PROMPT: Write out every line of the records below as a numbered list, skipping any blank lines. Leave the pictures out of your answer.

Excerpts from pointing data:
-*-*-

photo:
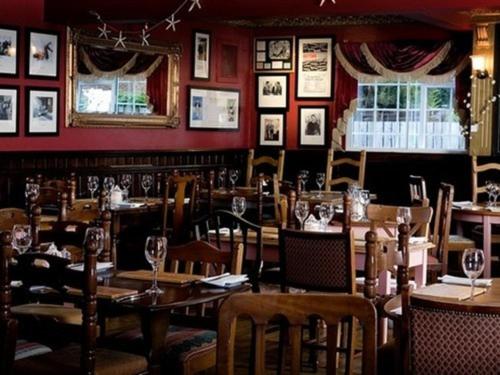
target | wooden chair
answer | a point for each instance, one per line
(253, 162)
(331, 164)
(322, 262)
(189, 350)
(85, 358)
(296, 309)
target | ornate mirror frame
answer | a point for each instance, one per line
(75, 119)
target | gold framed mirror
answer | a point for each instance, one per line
(135, 87)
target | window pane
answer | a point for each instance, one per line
(438, 97)
(366, 96)
(387, 96)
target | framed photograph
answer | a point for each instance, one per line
(272, 91)
(274, 54)
(42, 54)
(9, 47)
(9, 111)
(42, 115)
(314, 78)
(272, 129)
(213, 109)
(313, 124)
(201, 55)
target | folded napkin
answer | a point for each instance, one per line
(448, 279)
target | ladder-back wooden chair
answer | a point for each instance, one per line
(332, 179)
(252, 162)
(296, 308)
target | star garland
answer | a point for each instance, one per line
(107, 31)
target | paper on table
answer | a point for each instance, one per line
(448, 279)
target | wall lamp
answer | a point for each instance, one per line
(479, 66)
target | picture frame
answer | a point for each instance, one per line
(42, 54)
(313, 126)
(213, 109)
(272, 91)
(274, 54)
(9, 111)
(314, 76)
(272, 129)
(9, 51)
(201, 55)
(42, 111)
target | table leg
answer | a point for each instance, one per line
(154, 330)
(487, 245)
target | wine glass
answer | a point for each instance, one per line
(126, 181)
(301, 212)
(21, 238)
(147, 183)
(92, 185)
(155, 251)
(403, 215)
(326, 212)
(233, 176)
(320, 181)
(239, 206)
(473, 266)
(96, 234)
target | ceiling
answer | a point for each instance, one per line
(452, 14)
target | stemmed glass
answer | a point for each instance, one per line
(473, 266)
(21, 238)
(301, 212)
(95, 234)
(147, 183)
(326, 212)
(320, 181)
(155, 251)
(233, 176)
(92, 185)
(126, 181)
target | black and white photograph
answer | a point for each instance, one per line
(314, 78)
(42, 54)
(272, 91)
(274, 54)
(9, 47)
(9, 105)
(201, 55)
(272, 129)
(313, 122)
(42, 111)
(213, 109)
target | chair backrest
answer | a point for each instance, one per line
(182, 187)
(11, 216)
(279, 164)
(8, 325)
(250, 266)
(331, 164)
(476, 170)
(296, 308)
(442, 223)
(319, 261)
(418, 189)
(385, 217)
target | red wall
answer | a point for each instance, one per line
(29, 14)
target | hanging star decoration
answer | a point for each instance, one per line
(171, 21)
(120, 40)
(145, 36)
(104, 31)
(194, 3)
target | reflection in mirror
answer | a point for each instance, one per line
(137, 87)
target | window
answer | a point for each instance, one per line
(112, 96)
(405, 117)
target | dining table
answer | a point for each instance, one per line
(478, 214)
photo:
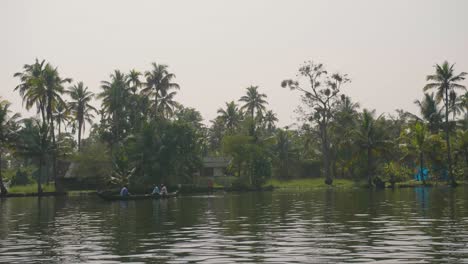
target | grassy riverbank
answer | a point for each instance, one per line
(30, 188)
(311, 183)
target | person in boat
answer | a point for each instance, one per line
(124, 191)
(163, 190)
(155, 190)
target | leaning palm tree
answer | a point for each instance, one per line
(80, 107)
(230, 116)
(254, 101)
(445, 81)
(158, 83)
(8, 127)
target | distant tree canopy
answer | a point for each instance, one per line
(144, 136)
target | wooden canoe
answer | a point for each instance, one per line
(116, 197)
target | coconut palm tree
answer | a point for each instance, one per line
(62, 115)
(269, 120)
(80, 107)
(430, 112)
(370, 137)
(114, 95)
(253, 101)
(418, 141)
(34, 141)
(444, 81)
(31, 87)
(159, 82)
(8, 127)
(167, 104)
(134, 80)
(230, 116)
(53, 84)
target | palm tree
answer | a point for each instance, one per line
(34, 141)
(134, 80)
(430, 112)
(62, 115)
(53, 84)
(370, 137)
(270, 119)
(80, 107)
(418, 142)
(8, 126)
(254, 101)
(445, 81)
(158, 83)
(32, 88)
(230, 116)
(285, 152)
(114, 95)
(167, 104)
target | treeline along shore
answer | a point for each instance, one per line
(140, 135)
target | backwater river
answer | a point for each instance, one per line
(420, 225)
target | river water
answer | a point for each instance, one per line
(422, 225)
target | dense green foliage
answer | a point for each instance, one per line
(143, 136)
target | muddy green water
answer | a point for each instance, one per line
(422, 225)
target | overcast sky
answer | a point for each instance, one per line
(218, 48)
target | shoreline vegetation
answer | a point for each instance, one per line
(296, 185)
(140, 135)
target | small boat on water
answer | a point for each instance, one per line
(116, 197)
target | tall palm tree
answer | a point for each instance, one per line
(80, 107)
(159, 82)
(62, 115)
(8, 127)
(34, 141)
(445, 81)
(254, 101)
(370, 137)
(31, 87)
(418, 141)
(430, 112)
(54, 89)
(114, 95)
(167, 104)
(230, 116)
(134, 80)
(269, 120)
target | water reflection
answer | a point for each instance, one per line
(412, 225)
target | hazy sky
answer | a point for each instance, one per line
(218, 48)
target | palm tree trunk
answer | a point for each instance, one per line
(80, 124)
(421, 167)
(60, 132)
(326, 161)
(39, 177)
(369, 165)
(447, 139)
(3, 190)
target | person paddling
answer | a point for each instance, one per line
(155, 190)
(124, 191)
(163, 189)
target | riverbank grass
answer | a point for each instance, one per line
(30, 188)
(311, 183)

-*-*-

REPLY TO THE TASK:
1. photo:
2. target | wooden chair
3. answer | a point for each instance, one per line
4. (253, 162)
5. (331, 164)
6. (322, 262)
7. (189, 350)
8. (85, 358)
9. (296, 309)
10. target | ornate mirror frame
11. answer | a point for each instance, one per line
12. (75, 119)
13. target | gold framed mirror
14. answer | a point for each instance, one per line
15. (135, 87)
16. target | window pane
17. answer | a point for each instance, one per line
18. (438, 97)
19. (366, 96)
20. (387, 96)
21. target | framed photograph
22. answer | a point for each instance, one per line
23. (272, 91)
24. (274, 54)
25. (42, 54)
26. (9, 47)
27. (9, 111)
28. (42, 115)
29. (314, 78)
30. (272, 129)
31. (213, 109)
32. (313, 124)
33. (201, 55)
34. target | folded napkin
35. answer | a point for each instance, one per line
36. (448, 279)
37. target | ladder-back wooden chair
38. answer | a point for each instance, one per line
39. (332, 179)
40. (252, 162)
41. (296, 308)
42. target | star garland
43. answer | a point for each instance, one per line
44. (107, 31)
45. target | paper on table
46. answer | a point for each instance, one per line
47. (448, 279)
48. target | wall lamp
49. answer | a point for each instance, one per line
50. (479, 66)
51. target | picture frame
52. answer | a point for each instance, one per line
53. (42, 54)
54. (313, 126)
55. (213, 109)
56. (272, 91)
57. (274, 54)
58. (9, 111)
59. (314, 76)
60. (272, 129)
61. (9, 51)
62. (201, 55)
63. (42, 111)
64. target | table leg
65. answer | a point for each instance, one per line
66. (154, 330)
67. (487, 245)
68. target | wine glass
69. answer | a point for each instance, one per line
70. (126, 181)
71. (301, 212)
72. (21, 238)
73. (147, 183)
74. (92, 185)
75. (155, 251)
76. (403, 215)
77. (326, 212)
78. (233, 176)
79. (320, 181)
80. (239, 206)
81. (473, 266)
82. (96, 234)
83. target | ceiling
84. answer | a point for each instance, one per line
85. (452, 14)
86. target | stemmed glass
87. answer | a point for each instance, one per line
88. (473, 266)
89. (21, 238)
90. (301, 212)
91. (95, 234)
92. (147, 183)
93. (326, 212)
94. (320, 181)
95. (155, 251)
96. (233, 176)
97. (92, 185)
98. (126, 181)
99. target | black and white photograph
100. answer | a point for each instance, one per line
101. (314, 78)
102. (42, 54)
103. (272, 91)
104. (274, 54)
105. (9, 47)
106. (9, 105)
107. (201, 55)
108. (272, 129)
109. (313, 122)
110. (42, 111)
111. (213, 109)
112. target | chair backrest
113. answer | a point for each instance, one per line
114. (182, 187)
115. (11, 216)
116. (279, 164)
117. (8, 325)
118. (250, 266)
119. (331, 164)
120. (476, 170)
121. (296, 308)
122. (442, 223)
123. (319, 261)
124. (418, 189)
125. (385, 217)
126. target | red wall
127. answer | a point for each instance, one per line
128. (29, 14)
129. target | hanging star decoration
130. answer | a point for each instance, one per line
131. (171, 21)
132. (120, 40)
133. (145, 36)
134. (104, 31)
135. (194, 3)
136. target | reflection in mirror
137. answer | a point for each instance, one per line
138. (137, 87)
139. target | window
140. answer | a point for each instance, one per line
141. (112, 96)
142. (405, 117)
143. target | dining table
144. answer | a point for each instance, one per line
145. (478, 214)
146. photo:
147. target | grassy riverbank
148. answer | a point for each instance, one per line
149. (30, 188)
150. (311, 183)
151. target | person in boat
152. answer | a point for each instance, one per line
153. (124, 191)
154. (163, 190)
155. (155, 190)
156. target | leaning palm tree
157. answer | a point for each instance, one per line
158. (80, 107)
159. (230, 116)
160. (254, 101)
161. (445, 81)
162. (158, 83)
163. (8, 127)
164. target | distant tree canopy
165. answer | a point for each instance, one per line
166. (144, 136)
167. target | wooden canoe
168. answer | a point for each instance, one per line
169. (116, 197)
170. target | coconut palm tree
171. answer | a point for each instance, one per line
172. (62, 115)
173. (269, 120)
174. (80, 107)
175. (430, 112)
176. (370, 137)
177. (114, 95)
178. (253, 101)
179. (418, 141)
180. (34, 141)
181. (444, 81)
182. (31, 87)
183. (159, 82)
184. (8, 127)
185. (167, 104)
186. (134, 80)
187. (230, 116)
188. (53, 84)
189. target | palm tree
190. answer | a point for each instance, one per line
191. (34, 141)
192. (134, 80)
193. (430, 112)
194. (62, 115)
195. (53, 84)
196. (370, 137)
197. (270, 119)
198. (80, 107)
199. (418, 142)
200. (8, 126)
201. (254, 101)
202. (445, 81)
203. (158, 83)
204. (32, 88)
205. (230, 116)
206. (285, 152)
207. (114, 95)
208. (167, 104)
209. target | treeline along shore
210. answer | a point for each instance, one per line
211. (140, 135)
212. target | backwater river
213. answer | a point for each instance, one per line
214. (420, 225)
215. target | river water
216. answer | a point for each instance, one per line
217. (422, 225)
218. target | dense green foliage
219. answer | a point for each instance, one per line
220. (143, 136)
221. target | muddy green water
222. answer | a point for each instance, one per line
223. (422, 225)
224. target | overcast sky
225. answer | a point for each instance, one per line
226. (218, 48)
227. target | shoreline vegetation
228. answer | a point for each instance, one per line
229. (296, 185)
230. (140, 135)
231. target | small boat on water
232. answer | a point for each instance, one per line
233. (116, 197)
234. target | tall palm tree
235. answer | a point for each instance, one per line
236. (80, 107)
237. (159, 82)
238. (62, 115)
239. (8, 127)
240. (34, 141)
241. (445, 81)
242. (254, 101)
243. (370, 137)
244. (31, 87)
245. (418, 141)
246. (430, 112)
247. (54, 89)
248. (114, 95)
249. (167, 104)
250. (230, 116)
251. (134, 80)
252. (269, 120)
253. target | water reflection
254. answer | a point for each instance, one per line
255. (412, 225)
256. target | hazy sky
257. answer | a point for each instance, one per line
258. (218, 48)
259. target | palm tree trunk
260. answer | a point for each instance, one per line
261. (80, 124)
262. (421, 167)
263. (60, 132)
264. (326, 161)
265. (39, 177)
266. (369, 165)
267. (447, 139)
268. (3, 190)
269. target | person paddling
270. answer | a point for each instance, one per line
271. (155, 190)
272. (124, 191)
273. (163, 189)
274. target | riverbank grass
275. answer | a point for each instance, one per line
276. (30, 188)
277. (311, 183)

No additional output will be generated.